Set exercise
Write out the listing below from the line containing "of the rocky" to its last line, unaltered, ends included.
------------
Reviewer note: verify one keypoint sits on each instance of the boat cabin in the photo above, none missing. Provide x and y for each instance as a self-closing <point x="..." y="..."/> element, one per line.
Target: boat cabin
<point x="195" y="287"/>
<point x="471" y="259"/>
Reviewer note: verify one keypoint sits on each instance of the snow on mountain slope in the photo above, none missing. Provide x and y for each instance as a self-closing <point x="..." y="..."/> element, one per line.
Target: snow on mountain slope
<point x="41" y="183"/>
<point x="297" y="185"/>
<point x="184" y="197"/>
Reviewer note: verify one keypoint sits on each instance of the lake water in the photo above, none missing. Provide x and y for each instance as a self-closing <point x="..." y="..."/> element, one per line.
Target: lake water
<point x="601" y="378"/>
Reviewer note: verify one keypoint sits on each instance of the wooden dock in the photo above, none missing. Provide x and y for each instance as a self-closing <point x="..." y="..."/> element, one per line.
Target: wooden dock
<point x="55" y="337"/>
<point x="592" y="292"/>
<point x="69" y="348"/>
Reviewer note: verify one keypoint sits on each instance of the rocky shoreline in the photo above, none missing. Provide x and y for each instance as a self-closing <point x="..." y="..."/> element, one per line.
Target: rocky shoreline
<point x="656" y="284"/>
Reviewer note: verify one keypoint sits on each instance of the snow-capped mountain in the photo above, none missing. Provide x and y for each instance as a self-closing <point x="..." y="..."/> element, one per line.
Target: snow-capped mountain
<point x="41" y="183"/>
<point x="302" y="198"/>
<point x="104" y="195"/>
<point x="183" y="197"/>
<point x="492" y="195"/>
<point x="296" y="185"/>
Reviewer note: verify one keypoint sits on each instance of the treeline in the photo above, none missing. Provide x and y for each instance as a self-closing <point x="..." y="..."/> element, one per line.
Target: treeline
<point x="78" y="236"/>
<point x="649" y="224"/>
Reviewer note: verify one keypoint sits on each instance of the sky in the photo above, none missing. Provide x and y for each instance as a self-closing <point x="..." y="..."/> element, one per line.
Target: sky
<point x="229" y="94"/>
------------
Answer for the task
Reviewer note: verify one keypoint sits on each instance of the rocky shoreline in the photo above, none missing. Provide x and y for each instance as a self-closing <point x="..." y="..."/> element, one per line.
Target: rocky shoreline
<point x="656" y="284"/>
Reviewer note: verify one keypoint sits on each instance of the snow-capped mountain in the photo above, none missing. Provide x and y for each instance as a self-closing <point x="..." y="..."/> element, one per line.
Target: snow-capped mountain
<point x="41" y="183"/>
<point x="302" y="198"/>
<point x="104" y="195"/>
<point x="183" y="197"/>
<point x="492" y="195"/>
<point x="296" y="185"/>
Reviewer note: verify one keypoint sits on each instance of the treeline in the photo above, none missing. Provide x and y for each instance as a self-closing <point x="..." y="..."/> element, one per line.
Target: treeline
<point x="78" y="236"/>
<point x="649" y="224"/>
Reviewer note: verify one keypoint sits on each instance of the sky in the photo above, none missing. Provide x and y for each instance as a self-closing <point x="..." y="..."/> element, one per line.
Target: sky
<point x="229" y="94"/>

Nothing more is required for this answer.